• [Your objective]
Can you copy every item below, reproducing each line character for character?
(begin)
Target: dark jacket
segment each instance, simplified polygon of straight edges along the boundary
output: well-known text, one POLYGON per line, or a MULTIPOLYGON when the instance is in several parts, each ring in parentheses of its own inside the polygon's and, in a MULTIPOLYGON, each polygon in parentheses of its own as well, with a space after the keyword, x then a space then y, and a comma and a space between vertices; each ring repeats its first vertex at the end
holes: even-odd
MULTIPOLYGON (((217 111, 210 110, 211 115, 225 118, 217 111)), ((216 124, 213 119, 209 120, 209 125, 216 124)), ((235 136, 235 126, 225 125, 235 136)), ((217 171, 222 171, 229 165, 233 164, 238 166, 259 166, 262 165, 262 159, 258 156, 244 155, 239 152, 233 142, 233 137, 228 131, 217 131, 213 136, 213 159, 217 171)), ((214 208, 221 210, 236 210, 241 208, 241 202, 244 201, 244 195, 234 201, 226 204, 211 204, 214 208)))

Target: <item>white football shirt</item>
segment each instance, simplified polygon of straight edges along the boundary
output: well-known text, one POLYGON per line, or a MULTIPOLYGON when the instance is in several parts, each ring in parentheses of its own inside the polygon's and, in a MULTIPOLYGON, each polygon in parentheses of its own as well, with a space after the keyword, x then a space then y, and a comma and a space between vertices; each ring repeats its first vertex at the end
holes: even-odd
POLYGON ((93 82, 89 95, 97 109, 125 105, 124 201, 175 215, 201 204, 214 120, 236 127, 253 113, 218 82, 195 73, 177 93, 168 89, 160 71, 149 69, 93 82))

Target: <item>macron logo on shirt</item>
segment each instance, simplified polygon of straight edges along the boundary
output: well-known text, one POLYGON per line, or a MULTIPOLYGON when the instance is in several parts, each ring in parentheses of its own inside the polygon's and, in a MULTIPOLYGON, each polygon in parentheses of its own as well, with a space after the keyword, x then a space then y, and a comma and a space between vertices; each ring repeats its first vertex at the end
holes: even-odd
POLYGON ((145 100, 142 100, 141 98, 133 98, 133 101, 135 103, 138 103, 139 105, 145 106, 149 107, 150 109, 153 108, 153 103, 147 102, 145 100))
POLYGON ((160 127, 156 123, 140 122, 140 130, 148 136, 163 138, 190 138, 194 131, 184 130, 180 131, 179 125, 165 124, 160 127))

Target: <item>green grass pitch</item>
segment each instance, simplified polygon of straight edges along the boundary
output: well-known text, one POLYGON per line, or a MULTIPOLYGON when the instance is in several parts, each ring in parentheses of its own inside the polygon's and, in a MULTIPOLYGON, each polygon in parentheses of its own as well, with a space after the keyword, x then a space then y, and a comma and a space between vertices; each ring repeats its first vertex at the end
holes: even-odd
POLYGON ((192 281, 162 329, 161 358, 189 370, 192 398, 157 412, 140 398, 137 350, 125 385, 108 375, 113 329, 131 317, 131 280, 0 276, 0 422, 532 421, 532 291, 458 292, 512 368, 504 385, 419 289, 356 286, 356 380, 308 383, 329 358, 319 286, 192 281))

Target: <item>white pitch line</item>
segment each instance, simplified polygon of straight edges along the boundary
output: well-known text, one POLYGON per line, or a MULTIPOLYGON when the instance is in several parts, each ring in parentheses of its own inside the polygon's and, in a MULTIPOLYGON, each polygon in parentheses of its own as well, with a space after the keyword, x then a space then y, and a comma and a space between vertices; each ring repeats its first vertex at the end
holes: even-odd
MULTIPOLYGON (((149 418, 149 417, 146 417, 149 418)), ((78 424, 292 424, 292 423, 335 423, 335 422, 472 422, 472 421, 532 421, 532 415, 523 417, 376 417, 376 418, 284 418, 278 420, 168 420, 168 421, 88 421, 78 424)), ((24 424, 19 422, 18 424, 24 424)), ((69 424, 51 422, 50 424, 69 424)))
(end)
• [Task solution]
Target: dark jacket
segment each instance, simplified polygon of straight edges along the boundary
output: well-known text, one POLYGON per line, or a MULTIPOLYGON when the instance is in several parts, each ring in parentheses of its own inside the polygon's and, in a MULTIPOLYGON, each polygon in parentheses of its own as well, with a space after the keyword, x then a space then y, and a comma and a space between vertices; each ring repeats its first vertex at the end
holes: even-odd
MULTIPOLYGON (((217 111, 210 110, 211 115, 225 118, 217 111)), ((216 124, 213 119, 209 120, 209 125, 216 124)), ((235 136, 235 126, 225 125, 235 136)), ((217 171, 222 171, 229 165, 233 164, 238 166, 259 166, 262 165, 262 159, 258 156, 244 155, 239 152, 233 142, 233 137, 228 131, 217 131, 213 136, 213 159, 217 171)), ((214 208, 221 210, 236 210, 241 208, 241 202, 244 201, 244 195, 234 201, 226 204, 211 204, 214 208)))

Target: <item>white football shirt</item>
segment each instance, simplified polygon of straight edges along the boundary
output: well-known text, one POLYGON per line, or a MULTIPOLYGON when the instance is in several parts, each ring in parentheses of its own inside the polygon's and, in a MULTIPOLYGON, each polygon in parentheses of its own as well, with a space after the keyword, x then a space then y, and a comma and a space between vertices; each ring repeats its first vertex at the end
holes: even-odd
POLYGON ((93 82, 89 95, 97 109, 125 105, 124 201, 175 215, 201 204, 214 120, 236 127, 253 113, 218 82, 195 73, 177 93, 168 89, 160 71, 149 69, 93 82))

Target: <item>macron logo on shirt</item>
segment each instance, simplified polygon of straight edges along the boundary
output: well-known text, one POLYGON per line, or a MULTIPOLYGON when the instance is in several parts, each ring in parentheses of its own inside the polygon's and, in a MULTIPOLYGON, each polygon in parentheses of its own as well, with a space after the keyword, x then a space then y, and a comma and a space between vertices; each ring repeats its first vertex at the end
holes: even-odd
POLYGON ((145 100, 142 100, 141 98, 133 98, 133 101, 135 103, 138 103, 139 105, 145 106, 149 107, 150 109, 153 108, 153 103, 147 102, 145 100))
POLYGON ((160 127, 156 123, 140 122, 140 130, 148 136, 163 138, 190 138, 194 131, 184 130, 180 131, 179 125, 165 124, 160 127))

Target: <item>green grass pitch</item>
segment each instance, simplified polygon of straight edges along the boundary
output: well-known text, one POLYGON per line, or a MULTIPOLYGON when the instance is in several parts, each ring in parentheses of its own inside the polygon's and, in a MULTIPOLYGON, each polygon in parentheses of its own as well, with a space after the keyword, x then a space then y, and a comma and a space between vertices; each ring repeats its first vertex at the end
holes: even-odd
POLYGON ((192 281, 162 329, 161 358, 189 370, 192 398, 157 412, 140 398, 137 350, 125 385, 108 375, 113 329, 131 317, 131 280, 0 276, 0 422, 532 421, 532 291, 458 292, 512 368, 504 385, 419 289, 356 286, 356 380, 308 383, 329 358, 319 286, 192 281))

Target: <item>white pitch line</item>
segment each instance, simplified polygon of straight edges along the boundary
output: well-known text, one POLYGON per line, or a MULTIPOLYGON when the instance is in several parts, each ring in parentheses of its own inside the polygon's and, in a MULTIPOLYGON, each polygon in parentheses of its own as well, with a space after the keyword, x then a space then y, and a comma and a space between vertices; each ring repeats its first vertex at the end
holes: even-odd
MULTIPOLYGON (((149 418, 149 417, 146 417, 149 418)), ((78 424, 292 424, 292 423, 335 423, 335 422, 472 422, 472 421, 532 421, 532 415, 523 417, 376 417, 376 418, 284 418, 278 420, 168 420, 168 421, 88 421, 78 424)), ((24 424, 19 422, 18 424, 24 424)), ((69 424, 51 422, 50 424, 69 424)))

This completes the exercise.